## Short exercise:
Output the material beneath exactly, leaving nothing out.

## Data provided:
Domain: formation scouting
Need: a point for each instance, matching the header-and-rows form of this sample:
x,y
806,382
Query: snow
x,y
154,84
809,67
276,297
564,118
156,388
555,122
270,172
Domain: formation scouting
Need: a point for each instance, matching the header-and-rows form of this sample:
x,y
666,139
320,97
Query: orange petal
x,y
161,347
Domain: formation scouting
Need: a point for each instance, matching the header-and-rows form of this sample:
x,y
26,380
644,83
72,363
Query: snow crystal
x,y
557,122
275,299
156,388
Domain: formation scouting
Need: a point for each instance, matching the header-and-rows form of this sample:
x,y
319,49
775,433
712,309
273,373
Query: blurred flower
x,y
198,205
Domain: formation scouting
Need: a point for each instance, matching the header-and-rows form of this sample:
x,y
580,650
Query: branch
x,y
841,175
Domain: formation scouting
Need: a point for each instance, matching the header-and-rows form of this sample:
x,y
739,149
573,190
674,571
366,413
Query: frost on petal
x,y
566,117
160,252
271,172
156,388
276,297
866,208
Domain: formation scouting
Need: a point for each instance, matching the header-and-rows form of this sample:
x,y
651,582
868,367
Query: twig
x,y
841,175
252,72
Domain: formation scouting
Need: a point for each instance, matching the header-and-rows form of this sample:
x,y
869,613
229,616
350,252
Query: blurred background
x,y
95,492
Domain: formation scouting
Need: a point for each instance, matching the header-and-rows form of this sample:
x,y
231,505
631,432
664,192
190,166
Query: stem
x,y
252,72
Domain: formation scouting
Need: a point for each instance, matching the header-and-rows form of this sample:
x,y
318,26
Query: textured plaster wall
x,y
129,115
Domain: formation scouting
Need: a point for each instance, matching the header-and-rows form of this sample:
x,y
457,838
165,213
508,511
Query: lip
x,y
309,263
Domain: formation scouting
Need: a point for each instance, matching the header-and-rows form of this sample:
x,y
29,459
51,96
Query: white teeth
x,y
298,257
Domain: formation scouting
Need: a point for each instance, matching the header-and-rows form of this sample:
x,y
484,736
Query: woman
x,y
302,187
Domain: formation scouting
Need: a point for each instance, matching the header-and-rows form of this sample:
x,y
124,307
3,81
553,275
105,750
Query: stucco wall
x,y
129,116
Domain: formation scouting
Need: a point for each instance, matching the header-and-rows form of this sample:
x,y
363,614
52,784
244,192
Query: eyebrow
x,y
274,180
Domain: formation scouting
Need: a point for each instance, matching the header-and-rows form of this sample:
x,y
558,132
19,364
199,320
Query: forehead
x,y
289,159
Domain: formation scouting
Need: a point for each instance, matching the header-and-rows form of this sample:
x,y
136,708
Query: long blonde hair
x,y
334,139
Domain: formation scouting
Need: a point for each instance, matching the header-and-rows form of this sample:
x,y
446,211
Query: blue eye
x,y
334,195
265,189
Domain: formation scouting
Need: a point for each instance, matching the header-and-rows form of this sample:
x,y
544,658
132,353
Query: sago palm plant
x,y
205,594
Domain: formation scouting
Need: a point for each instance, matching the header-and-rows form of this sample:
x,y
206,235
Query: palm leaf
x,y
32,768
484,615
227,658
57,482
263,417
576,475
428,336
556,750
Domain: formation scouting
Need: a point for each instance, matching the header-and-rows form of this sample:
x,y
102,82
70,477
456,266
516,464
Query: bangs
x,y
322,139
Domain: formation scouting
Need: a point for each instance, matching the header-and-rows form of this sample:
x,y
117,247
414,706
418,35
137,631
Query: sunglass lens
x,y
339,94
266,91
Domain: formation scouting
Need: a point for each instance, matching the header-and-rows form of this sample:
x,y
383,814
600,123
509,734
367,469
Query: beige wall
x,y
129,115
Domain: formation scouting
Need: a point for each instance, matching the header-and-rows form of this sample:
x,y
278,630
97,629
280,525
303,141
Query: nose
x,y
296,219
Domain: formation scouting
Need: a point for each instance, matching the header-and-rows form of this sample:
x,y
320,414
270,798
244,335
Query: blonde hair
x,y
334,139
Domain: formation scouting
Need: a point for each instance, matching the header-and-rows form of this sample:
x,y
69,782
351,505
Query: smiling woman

## Answer for the task:
Domain: formation scouting
Need: a point for each instance, matching the header-and-rows form of this sample:
x,y
806,382
Query: snow
x,y
154,84
809,67
276,297
564,118
156,388
555,122
270,172
Domain: formation scouting
Need: a point for each instance, matching the header-and-rows form of this sample:
x,y
666,139
320,97
Query: orange petal
x,y
161,347
Domain: formation scouting
Need: a point for each instance, matching the header-and-rows form of this sample:
x,y
26,380
644,83
72,363
Query: snow crystal
x,y
557,122
275,299
156,388
Domain: formation scouting
Need: a point for each instance, matching the header-and-rows form of this sample:
x,y
319,49
775,433
712,309
273,373
Query: blurred flower
x,y
198,205
Domain: formation scouting
Need: a point for each instance, matching the header-and-rows form of this sample:
x,y
580,650
Query: branch
x,y
841,175
Domain: formation scouting
Need: a point for each instance, matching the header-and-rows form of this sample:
x,y
739,149
573,190
674,571
366,413
Query: frost on petal
x,y
566,117
160,252
271,172
156,388
276,297
866,208
Domain: formation scouting
Need: a point for each instance, matching the header-and-rows form of this sample:
x,y
651,582
868,367
Query: twig
x,y
841,175
252,72
Domain: formation scouting
Need: a point for each instance, matching the header-and-rows form of this sample:
x,y
869,613
229,616
350,252
Query: blurred background
x,y
95,492
Domain: formation scouting
Need: a point for each instance, matching the header-and-rows form of this sample:
x,y
231,505
631,432
664,192
190,166
Query: stem
x,y
252,72
Domain: formation scouting
Need: a point for each instance, matching the header-and-rows form of this sample:
x,y
318,26
Query: textured plaster wall
x,y
129,115
Domain: formation scouting
Need: a point for each instance, matching the header-and-rows form of this sample:
x,y
457,838
165,213
508,511
Query: lip
x,y
309,263
Domain: formation scouting
Need: a point for each instance, matching the header-and-rows form of this sample:
x,y
29,459
51,96
Query: white teeth
x,y
298,257
Domain: formation scouting
Need: a point for each instance, matching the header-and-rows form of this sample:
x,y
484,736
Query: woman
x,y
302,187
Domain: formation scouting
Need: a point for each instance, matching the header-and-rows form of this sample:
x,y
124,307
3,81
553,275
105,750
Query: stucco wall
x,y
129,116
Domain: formation scouting
Need: a point for each instance, matching the header-and-rows form of this sample:
x,y
363,614
52,784
244,192
Query: eyebrow
x,y
274,180
Domain: formation scouting
Need: a point for each instance, matching the header-and-rows form of this sample:
x,y
558,132
19,364
199,320
Query: forehead
x,y
289,159
Domain: formation scouting
Need: a point for each instance, matching the header-and-rows form of this sample:
x,y
136,708
Query: long blonde hair
x,y
334,139
Domain: formation scouting
Need: a point for each instance, matching the header-and-rows form of this sample:
x,y
446,211
Query: blue eye
x,y
334,195
265,189
Domain: formation scouting
Need: a point for each instance, matching the header-and-rows form of this sample:
x,y
544,658
132,353
Query: sago palm plant
x,y
205,594
Domain: formation scouting
Need: a point for each instance, matching the header-and-rows form of this sample:
x,y
206,235
Query: palm leaf
x,y
32,768
484,615
227,658
57,482
263,417
576,475
428,336
556,750
Domain: formation scouting
Need: a point for each instance, matching the header-and-rows form of this sample:
x,y
102,82
70,477
456,266
516,464
Query: bangs
x,y
322,139
Domain: formation scouting
Need: a point for each instance, matching the header-and-rows form of this sample:
x,y
117,247
414,706
418,35
137,631
Query: sunglass lens
x,y
339,94
266,91
Domain: formation scouting
Need: a point for each instance, matching the header-and-rows form of this sample:
x,y
383,814
600,123
509,734
367,469
Query: beige wall
x,y
129,115
Domain: formation scouting
Need: a point for each instance, matching the header-and-rows form of this sample:
x,y
278,630
97,629
280,525
303,141
Query: nose
x,y
296,219
Domain: formation scouting
Need: a point for each instance, matching the header-and-rows form of this sample:
x,y
320,414
270,798
244,335
Query: blonde hair
x,y
334,139
Domain: formation scouting
Need: a point for each instance, matching the header-and-rows form of this sample:
x,y
69,782
351,505
Query: smiling woman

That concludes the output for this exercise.